• [Assignment] Once you reach the line containing "Target: dark metal cap on chimney" in the entries below, write out that line and each one after it down to the line containing "Target: brick chimney", exactly and with nothing added.
-- The data follows --
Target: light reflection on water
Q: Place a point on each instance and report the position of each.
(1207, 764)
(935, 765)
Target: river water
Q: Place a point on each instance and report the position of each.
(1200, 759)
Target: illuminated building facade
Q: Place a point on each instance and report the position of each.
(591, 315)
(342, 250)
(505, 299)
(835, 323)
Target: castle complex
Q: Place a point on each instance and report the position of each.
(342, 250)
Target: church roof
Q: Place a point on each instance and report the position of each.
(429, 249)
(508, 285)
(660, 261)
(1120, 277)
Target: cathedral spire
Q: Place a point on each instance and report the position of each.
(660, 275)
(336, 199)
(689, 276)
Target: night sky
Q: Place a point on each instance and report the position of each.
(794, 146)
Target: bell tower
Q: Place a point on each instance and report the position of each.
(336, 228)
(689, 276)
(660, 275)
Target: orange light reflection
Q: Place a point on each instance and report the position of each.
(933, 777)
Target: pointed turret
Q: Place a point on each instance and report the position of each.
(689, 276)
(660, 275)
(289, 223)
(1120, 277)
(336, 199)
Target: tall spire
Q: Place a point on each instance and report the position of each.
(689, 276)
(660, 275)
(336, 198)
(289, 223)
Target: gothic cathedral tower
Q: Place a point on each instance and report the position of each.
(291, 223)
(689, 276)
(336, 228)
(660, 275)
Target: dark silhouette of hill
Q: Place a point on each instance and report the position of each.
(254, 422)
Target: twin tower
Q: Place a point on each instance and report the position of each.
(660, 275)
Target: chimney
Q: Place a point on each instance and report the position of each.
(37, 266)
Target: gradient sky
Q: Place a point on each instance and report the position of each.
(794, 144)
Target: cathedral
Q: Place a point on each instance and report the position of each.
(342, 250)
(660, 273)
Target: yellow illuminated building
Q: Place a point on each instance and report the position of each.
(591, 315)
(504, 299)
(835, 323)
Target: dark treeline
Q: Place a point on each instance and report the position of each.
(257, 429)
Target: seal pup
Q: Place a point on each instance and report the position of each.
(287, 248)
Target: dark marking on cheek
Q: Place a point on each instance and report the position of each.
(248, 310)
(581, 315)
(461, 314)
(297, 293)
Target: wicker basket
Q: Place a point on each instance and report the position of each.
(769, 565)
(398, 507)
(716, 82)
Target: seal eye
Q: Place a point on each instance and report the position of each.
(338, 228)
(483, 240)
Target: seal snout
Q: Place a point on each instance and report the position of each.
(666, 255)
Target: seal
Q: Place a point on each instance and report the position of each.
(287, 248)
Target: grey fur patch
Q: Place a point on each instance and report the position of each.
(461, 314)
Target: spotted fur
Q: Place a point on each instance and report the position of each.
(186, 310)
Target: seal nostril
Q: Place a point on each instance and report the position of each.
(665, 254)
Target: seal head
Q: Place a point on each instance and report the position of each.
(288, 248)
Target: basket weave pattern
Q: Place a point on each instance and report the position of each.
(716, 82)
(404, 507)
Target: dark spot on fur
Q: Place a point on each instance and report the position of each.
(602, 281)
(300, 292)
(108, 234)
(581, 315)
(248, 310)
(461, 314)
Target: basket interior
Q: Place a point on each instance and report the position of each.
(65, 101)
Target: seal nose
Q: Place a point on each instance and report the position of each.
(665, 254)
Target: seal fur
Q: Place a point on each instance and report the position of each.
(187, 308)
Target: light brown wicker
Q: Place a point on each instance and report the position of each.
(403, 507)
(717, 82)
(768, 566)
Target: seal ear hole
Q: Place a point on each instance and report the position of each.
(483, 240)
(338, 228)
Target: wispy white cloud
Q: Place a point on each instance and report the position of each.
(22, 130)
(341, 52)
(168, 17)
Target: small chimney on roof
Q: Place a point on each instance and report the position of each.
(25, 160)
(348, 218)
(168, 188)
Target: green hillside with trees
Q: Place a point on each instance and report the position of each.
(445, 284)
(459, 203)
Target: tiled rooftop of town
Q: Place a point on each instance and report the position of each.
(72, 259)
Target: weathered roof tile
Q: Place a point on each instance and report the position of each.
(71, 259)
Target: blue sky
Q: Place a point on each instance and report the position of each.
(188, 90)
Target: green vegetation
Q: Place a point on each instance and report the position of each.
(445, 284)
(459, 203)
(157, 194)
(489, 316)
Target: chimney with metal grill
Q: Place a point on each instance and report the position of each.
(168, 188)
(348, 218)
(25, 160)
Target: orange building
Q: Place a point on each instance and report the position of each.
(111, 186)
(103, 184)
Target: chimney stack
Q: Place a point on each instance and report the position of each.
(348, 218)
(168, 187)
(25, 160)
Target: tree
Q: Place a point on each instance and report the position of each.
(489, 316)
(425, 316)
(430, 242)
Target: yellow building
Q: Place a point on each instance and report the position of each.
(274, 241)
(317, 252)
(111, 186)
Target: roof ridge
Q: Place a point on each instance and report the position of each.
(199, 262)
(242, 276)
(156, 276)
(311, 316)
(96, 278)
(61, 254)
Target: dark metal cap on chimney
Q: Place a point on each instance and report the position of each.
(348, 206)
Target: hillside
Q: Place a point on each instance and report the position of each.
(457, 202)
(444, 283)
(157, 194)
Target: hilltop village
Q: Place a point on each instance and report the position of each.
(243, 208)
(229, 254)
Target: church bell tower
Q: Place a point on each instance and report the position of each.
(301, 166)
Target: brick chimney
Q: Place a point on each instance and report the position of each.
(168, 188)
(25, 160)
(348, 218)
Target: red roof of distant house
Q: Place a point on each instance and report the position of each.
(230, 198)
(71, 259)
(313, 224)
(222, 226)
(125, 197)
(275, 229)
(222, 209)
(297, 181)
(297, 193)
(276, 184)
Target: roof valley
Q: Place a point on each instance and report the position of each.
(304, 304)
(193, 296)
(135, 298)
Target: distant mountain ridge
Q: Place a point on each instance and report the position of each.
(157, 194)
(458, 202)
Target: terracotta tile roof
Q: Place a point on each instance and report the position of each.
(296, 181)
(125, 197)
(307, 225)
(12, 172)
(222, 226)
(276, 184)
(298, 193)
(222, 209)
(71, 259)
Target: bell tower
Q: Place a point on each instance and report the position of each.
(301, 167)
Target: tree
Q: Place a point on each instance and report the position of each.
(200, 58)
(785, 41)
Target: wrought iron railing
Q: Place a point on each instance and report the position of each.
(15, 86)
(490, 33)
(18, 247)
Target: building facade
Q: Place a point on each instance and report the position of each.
-- The data concluded --
• [Task result]
Target: dark metal cap on chimney
Q: Place a point on each instance and report the position of each.
(348, 206)
Target: hillside
Q: Place a point on each instance and report the position of each.
(457, 202)
(444, 283)
(157, 194)
Target: hilltop village
Q: Place a point on each instance and report the position of each.
(243, 208)
(229, 254)
Target: church bell tower
Q: Place a point on each instance and report the position of each.
(301, 166)
Target: brick chimney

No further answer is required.